§ Task item
If a picture appears, leave it out, and reproduce exactly the lines from the start of the listing below through the one bearing "Where can the tall".

════════════════════

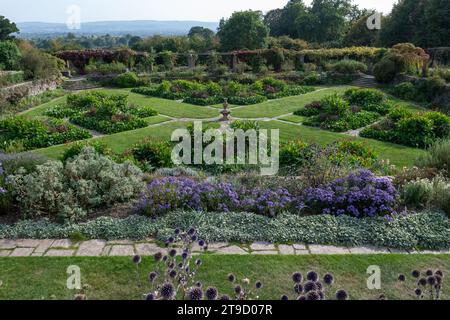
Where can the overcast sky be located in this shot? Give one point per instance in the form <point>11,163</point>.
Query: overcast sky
<point>103,10</point>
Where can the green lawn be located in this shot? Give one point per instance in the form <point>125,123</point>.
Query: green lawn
<point>115,278</point>
<point>398,155</point>
<point>274,108</point>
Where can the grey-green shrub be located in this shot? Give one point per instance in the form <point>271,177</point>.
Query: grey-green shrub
<point>433,194</point>
<point>71,191</point>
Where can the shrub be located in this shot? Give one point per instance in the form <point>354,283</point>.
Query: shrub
<point>70,191</point>
<point>438,156</point>
<point>243,101</point>
<point>385,71</point>
<point>348,67</point>
<point>364,97</point>
<point>169,194</point>
<point>361,194</point>
<point>127,80</point>
<point>312,109</point>
<point>296,154</point>
<point>74,149</point>
<point>33,134</point>
<point>153,155</point>
<point>427,193</point>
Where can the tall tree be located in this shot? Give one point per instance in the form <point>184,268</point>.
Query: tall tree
<point>7,28</point>
<point>243,30</point>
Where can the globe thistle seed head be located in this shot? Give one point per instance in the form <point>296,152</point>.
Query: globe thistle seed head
<point>312,276</point>
<point>319,286</point>
<point>341,295</point>
<point>312,296</point>
<point>150,296</point>
<point>195,294</point>
<point>297,277</point>
<point>137,259</point>
<point>328,279</point>
<point>298,288</point>
<point>418,292</point>
<point>167,291</point>
<point>158,257</point>
<point>310,286</point>
<point>211,293</point>
<point>237,289</point>
<point>152,276</point>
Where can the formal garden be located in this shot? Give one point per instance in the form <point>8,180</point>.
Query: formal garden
<point>87,176</point>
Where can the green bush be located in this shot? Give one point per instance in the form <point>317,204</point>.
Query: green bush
<point>385,71</point>
<point>70,191</point>
<point>427,193</point>
<point>34,134</point>
<point>127,80</point>
<point>153,155</point>
<point>438,157</point>
<point>348,67</point>
<point>76,148</point>
<point>364,97</point>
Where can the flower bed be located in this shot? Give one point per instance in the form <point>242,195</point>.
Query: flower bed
<point>425,230</point>
<point>358,108</point>
<point>101,112</point>
<point>210,93</point>
<point>404,127</point>
<point>21,134</point>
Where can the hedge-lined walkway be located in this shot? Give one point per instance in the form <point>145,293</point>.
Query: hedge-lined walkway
<point>97,248</point>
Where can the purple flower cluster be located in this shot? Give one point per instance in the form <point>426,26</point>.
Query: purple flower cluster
<point>360,194</point>
<point>171,193</point>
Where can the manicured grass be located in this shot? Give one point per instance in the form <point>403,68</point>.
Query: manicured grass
<point>293,118</point>
<point>163,106</point>
<point>286,105</point>
<point>398,155</point>
<point>115,278</point>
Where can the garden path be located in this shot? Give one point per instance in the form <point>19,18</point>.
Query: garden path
<point>97,248</point>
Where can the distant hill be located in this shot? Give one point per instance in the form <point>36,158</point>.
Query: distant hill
<point>138,28</point>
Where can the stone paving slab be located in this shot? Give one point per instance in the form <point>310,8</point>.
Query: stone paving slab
<point>148,247</point>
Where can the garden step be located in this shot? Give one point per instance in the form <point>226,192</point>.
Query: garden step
<point>97,248</point>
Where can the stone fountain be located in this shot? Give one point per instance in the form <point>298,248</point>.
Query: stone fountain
<point>225,112</point>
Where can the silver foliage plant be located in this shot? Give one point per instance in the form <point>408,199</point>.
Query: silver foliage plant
<point>70,191</point>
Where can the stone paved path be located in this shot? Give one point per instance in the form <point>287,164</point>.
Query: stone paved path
<point>97,248</point>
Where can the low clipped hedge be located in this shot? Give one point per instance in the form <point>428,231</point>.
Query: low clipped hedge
<point>427,230</point>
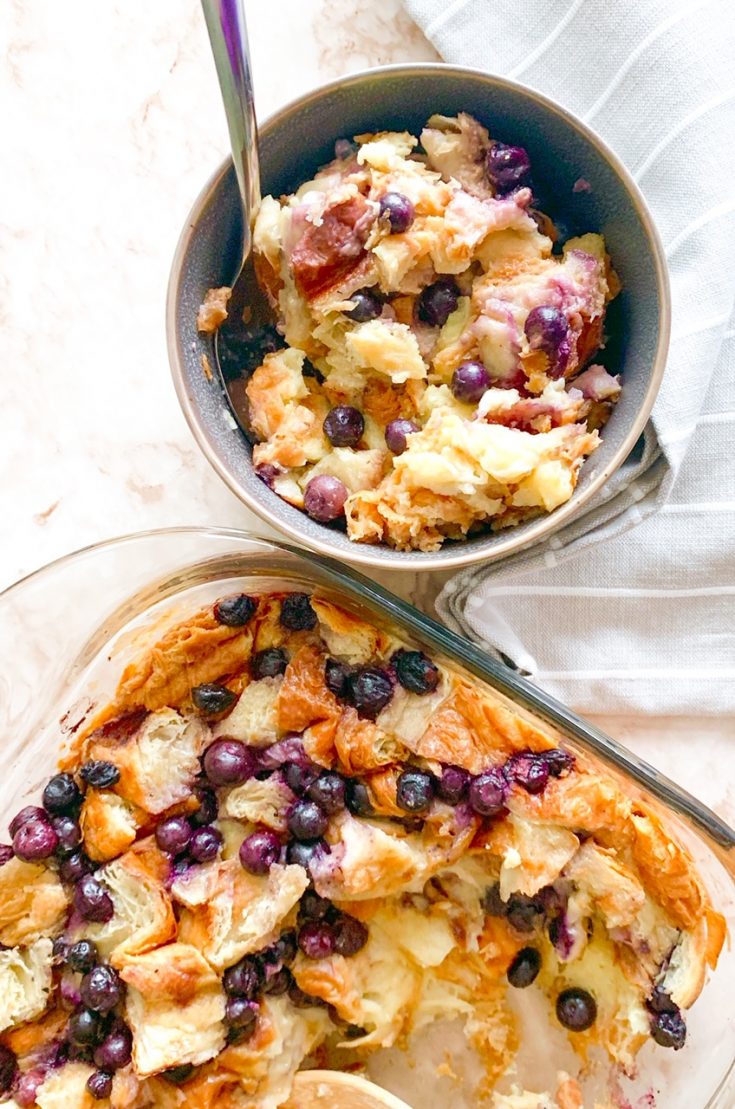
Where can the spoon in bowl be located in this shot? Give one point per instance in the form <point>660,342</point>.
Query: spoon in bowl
<point>247,309</point>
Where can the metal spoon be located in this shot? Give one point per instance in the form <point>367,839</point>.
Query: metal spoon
<point>225,21</point>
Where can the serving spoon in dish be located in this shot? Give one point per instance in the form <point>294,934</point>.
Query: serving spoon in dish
<point>328,1089</point>
<point>248,312</point>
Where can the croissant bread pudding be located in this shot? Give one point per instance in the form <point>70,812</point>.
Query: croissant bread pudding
<point>430,373</point>
<point>292,841</point>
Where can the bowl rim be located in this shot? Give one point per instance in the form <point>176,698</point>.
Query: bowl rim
<point>380,556</point>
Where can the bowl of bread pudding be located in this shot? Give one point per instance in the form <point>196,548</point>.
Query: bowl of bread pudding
<point>468,319</point>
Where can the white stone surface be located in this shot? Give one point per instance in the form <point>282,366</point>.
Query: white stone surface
<point>110,125</point>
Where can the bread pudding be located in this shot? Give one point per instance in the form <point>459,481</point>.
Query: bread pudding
<point>432,372</point>
<point>292,840</point>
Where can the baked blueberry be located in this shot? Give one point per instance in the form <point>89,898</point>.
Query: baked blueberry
<point>415,791</point>
<point>487,794</point>
<point>415,671</point>
<point>100,774</point>
<point>577,1009</point>
<point>235,610</point>
<point>306,820</point>
<point>259,851</point>
<point>213,699</point>
<point>344,426</point>
<point>61,795</point>
<point>396,433</point>
<point>453,784</point>
<point>524,968</point>
<point>296,612</point>
<point>371,690</point>
<point>82,956</point>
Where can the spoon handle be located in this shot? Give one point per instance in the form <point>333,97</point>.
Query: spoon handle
<point>225,21</point>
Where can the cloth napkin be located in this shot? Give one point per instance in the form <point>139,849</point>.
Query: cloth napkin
<point>644,621</point>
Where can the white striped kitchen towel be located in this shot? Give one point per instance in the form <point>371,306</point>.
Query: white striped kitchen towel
<point>645,621</point>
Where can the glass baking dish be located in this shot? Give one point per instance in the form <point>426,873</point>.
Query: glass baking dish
<point>68,630</point>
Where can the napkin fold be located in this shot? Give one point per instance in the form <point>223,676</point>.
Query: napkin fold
<point>644,621</point>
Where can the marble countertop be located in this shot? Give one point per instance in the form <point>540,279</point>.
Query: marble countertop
<point>111,124</point>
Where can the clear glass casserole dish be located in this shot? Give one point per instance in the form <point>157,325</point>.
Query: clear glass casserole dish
<point>68,630</point>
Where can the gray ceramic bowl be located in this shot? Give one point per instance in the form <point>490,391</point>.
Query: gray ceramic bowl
<point>298,139</point>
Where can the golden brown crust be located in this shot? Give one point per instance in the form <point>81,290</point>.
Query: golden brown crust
<point>191,653</point>
<point>304,700</point>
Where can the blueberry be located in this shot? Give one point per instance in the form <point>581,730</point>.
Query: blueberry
<point>241,1013</point>
<point>371,691</point>
<point>228,762</point>
<point>69,833</point>
<point>306,820</point>
<point>115,1050</point>
<point>547,329</point>
<point>100,1085</point>
<point>350,935</point>
<point>524,967</point>
<point>415,791</point>
<point>92,902</point>
<point>337,679</point>
<point>212,698</point>
<point>179,1075</point>
<point>205,844</point>
<point>415,671</point>
<point>100,774</point>
<point>508,168</point>
<point>8,1068</point>
<point>437,302</point>
<point>316,939</point>
<point>284,950</point>
<point>328,792</point>
<point>487,794</point>
<point>85,1027</point>
<point>344,426</point>
<point>36,840</point>
<point>235,610</point>
<point>396,433</point>
<point>61,795</point>
<point>577,1009</point>
<point>82,956</point>
<point>101,988</point>
<point>523,913</point>
<point>324,498</point>
<point>296,612</point>
<point>314,907</point>
<point>243,979</point>
<point>660,1001</point>
<point>306,854</point>
<point>558,761</point>
<point>470,380</point>
<point>367,305</point>
<point>453,784</point>
<point>358,799</point>
<point>669,1029</point>
<point>269,663</point>
<point>259,851</point>
<point>529,770</point>
<point>398,211</point>
<point>173,835</point>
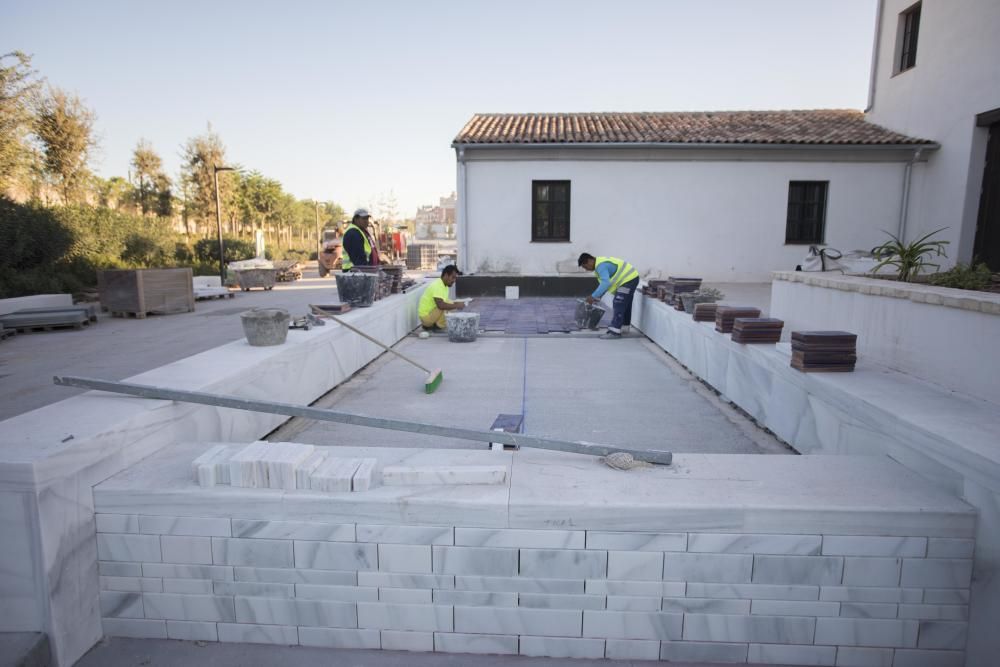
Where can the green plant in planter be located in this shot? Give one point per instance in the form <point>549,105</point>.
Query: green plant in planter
<point>909,258</point>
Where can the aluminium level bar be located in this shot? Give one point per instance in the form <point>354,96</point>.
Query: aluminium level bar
<point>319,414</point>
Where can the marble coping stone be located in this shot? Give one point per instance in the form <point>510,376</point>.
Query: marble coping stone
<point>981,302</point>
<point>845,495</point>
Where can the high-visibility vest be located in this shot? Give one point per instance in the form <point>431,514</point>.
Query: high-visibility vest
<point>345,262</point>
<point>623,272</point>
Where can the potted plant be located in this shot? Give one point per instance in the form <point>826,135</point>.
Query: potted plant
<point>704,295</point>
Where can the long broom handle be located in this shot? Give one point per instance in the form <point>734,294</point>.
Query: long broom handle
<point>377,342</point>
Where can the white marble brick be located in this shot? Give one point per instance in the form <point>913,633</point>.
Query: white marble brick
<point>792,655</point>
<point>794,608</point>
<point>297,576</point>
<point>519,621</point>
<point>940,547</point>
<point>335,556</point>
<point>562,647</point>
<point>253,589</point>
<point>416,617</point>
<point>897,547</point>
<point>256,553</point>
<point>560,601</point>
<point>635,565</point>
<point>188,607</point>
<point>632,625</point>
<point>180,549</point>
<point>803,545</point>
<point>708,568</point>
<point>519,584</point>
<point>442,535</point>
<point>340,593</point>
<point>443,475</point>
<point>760,629</point>
<point>572,563</point>
<point>866,632</point>
<point>293,530</point>
<point>635,588</point>
<point>630,541</point>
<point>182,525</point>
<point>932,572</point>
<point>313,613</point>
<point>519,538</point>
<point>457,642</point>
<point>859,571</point>
<point>868,610</point>
<point>475,598</point>
<point>170,571</point>
<point>869,594</point>
<point>853,656</point>
<point>924,658</point>
<point>475,561</point>
<point>339,638</point>
<point>948,635</point>
<point>192,631</point>
<point>139,628</point>
<point>132,548</point>
<point>406,558</point>
<point>820,570</point>
<point>245,633</point>
<point>117,523</point>
<point>399,640</point>
<point>753,591</point>
<point>632,649</point>
<point>118,604</point>
<point>686,651</point>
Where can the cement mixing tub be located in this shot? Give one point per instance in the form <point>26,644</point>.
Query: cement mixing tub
<point>462,327</point>
<point>265,326</point>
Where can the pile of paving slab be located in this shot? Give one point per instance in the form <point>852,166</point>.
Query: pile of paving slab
<point>294,466</point>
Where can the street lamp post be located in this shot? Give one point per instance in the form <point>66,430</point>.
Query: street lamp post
<point>218,220</point>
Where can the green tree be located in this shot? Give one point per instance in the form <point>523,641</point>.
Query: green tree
<point>17,85</point>
<point>65,128</point>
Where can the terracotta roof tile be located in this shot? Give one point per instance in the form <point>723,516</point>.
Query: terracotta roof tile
<point>823,126</point>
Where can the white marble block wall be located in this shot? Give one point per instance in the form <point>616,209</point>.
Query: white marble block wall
<point>819,599</point>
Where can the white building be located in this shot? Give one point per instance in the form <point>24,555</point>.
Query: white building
<point>731,196</point>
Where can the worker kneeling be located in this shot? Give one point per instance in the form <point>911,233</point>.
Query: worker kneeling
<point>434,301</point>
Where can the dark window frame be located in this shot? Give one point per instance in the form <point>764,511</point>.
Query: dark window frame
<point>545,229</point>
<point>909,33</point>
<point>805,219</point>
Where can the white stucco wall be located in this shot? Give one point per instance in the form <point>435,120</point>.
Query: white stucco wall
<point>720,220</point>
<point>956,76</point>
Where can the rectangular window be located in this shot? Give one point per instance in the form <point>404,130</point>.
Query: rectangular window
<point>806,211</point>
<point>550,210</point>
<point>909,30</point>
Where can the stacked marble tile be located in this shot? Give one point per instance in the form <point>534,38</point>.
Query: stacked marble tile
<point>757,330</point>
<point>824,351</point>
<point>725,316</point>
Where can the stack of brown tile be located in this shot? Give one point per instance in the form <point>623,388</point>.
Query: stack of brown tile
<point>704,312</point>
<point>824,351</point>
<point>725,316</point>
<point>757,330</point>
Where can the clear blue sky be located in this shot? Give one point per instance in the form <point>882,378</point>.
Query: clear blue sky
<point>345,101</point>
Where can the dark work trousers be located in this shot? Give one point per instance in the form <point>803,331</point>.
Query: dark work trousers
<point>622,304</point>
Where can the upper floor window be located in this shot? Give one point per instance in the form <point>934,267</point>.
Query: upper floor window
<point>906,39</point>
<point>806,211</point>
<point>550,210</point>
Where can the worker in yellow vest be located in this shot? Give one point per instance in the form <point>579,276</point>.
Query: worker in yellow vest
<point>620,279</point>
<point>359,249</point>
<point>434,301</point>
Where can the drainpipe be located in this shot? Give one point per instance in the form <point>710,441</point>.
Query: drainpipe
<point>904,204</point>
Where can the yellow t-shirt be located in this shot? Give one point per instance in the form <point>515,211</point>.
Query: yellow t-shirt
<point>436,289</point>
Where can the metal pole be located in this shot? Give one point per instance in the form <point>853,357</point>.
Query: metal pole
<point>291,410</point>
<point>218,222</point>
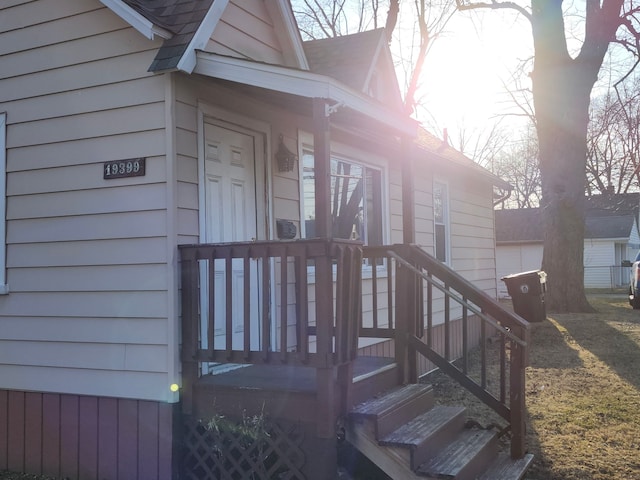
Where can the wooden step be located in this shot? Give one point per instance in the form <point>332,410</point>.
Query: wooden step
<point>505,468</point>
<point>470,453</point>
<point>425,435</point>
<point>394,408</point>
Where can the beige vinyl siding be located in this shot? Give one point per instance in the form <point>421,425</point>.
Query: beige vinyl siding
<point>244,32</point>
<point>88,259</point>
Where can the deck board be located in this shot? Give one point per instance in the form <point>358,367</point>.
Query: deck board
<point>284,377</point>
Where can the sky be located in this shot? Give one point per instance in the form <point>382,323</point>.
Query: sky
<point>465,72</point>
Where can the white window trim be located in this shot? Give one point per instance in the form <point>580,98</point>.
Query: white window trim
<point>349,154</point>
<point>446,223</point>
<point>4,288</point>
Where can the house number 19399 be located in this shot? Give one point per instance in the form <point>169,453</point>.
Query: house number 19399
<point>133,167</point>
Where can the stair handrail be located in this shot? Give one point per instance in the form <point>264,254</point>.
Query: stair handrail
<point>506,332</point>
<point>514,330</point>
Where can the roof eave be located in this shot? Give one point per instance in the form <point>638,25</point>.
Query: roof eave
<point>188,61</point>
<point>136,20</point>
<point>300,83</point>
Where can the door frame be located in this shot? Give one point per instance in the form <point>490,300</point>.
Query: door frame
<point>263,179</point>
<point>262,166</point>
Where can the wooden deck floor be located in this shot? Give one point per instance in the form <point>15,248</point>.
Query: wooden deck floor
<point>284,377</point>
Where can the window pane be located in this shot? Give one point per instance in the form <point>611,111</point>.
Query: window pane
<point>309,194</point>
<point>356,200</point>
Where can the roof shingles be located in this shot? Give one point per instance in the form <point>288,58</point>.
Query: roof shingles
<point>180,17</point>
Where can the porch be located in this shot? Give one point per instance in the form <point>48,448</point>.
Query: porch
<point>321,304</point>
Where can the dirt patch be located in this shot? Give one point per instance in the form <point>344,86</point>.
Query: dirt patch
<point>583,394</point>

════════════════════

§ Exercise result
Where can the overcast sky be located in this shot? Give one point per instance in the form <point>11,163</point>.
Query: overcast sky
<point>103,10</point>
Where can the green lawn be located in this shot? Give one point per instance in the form <point>125,123</point>.
Query: green lawn
<point>115,278</point>
<point>398,155</point>
<point>274,108</point>
Where can the grey-green shrub be located in this shot? Give one point per instance in the form <point>271,177</point>.
Query: grey-green shrub
<point>433,194</point>
<point>71,191</point>
Where can the shrub be located in this shot? Give one point per instance in the form <point>354,283</point>.
Query: shrub
<point>70,191</point>
<point>438,156</point>
<point>243,101</point>
<point>385,71</point>
<point>348,67</point>
<point>364,97</point>
<point>169,194</point>
<point>361,194</point>
<point>127,80</point>
<point>312,109</point>
<point>296,154</point>
<point>74,149</point>
<point>33,134</point>
<point>153,155</point>
<point>427,193</point>
Where can the tall tree be located in this shot? Give one point per instance in the form <point>184,268</point>.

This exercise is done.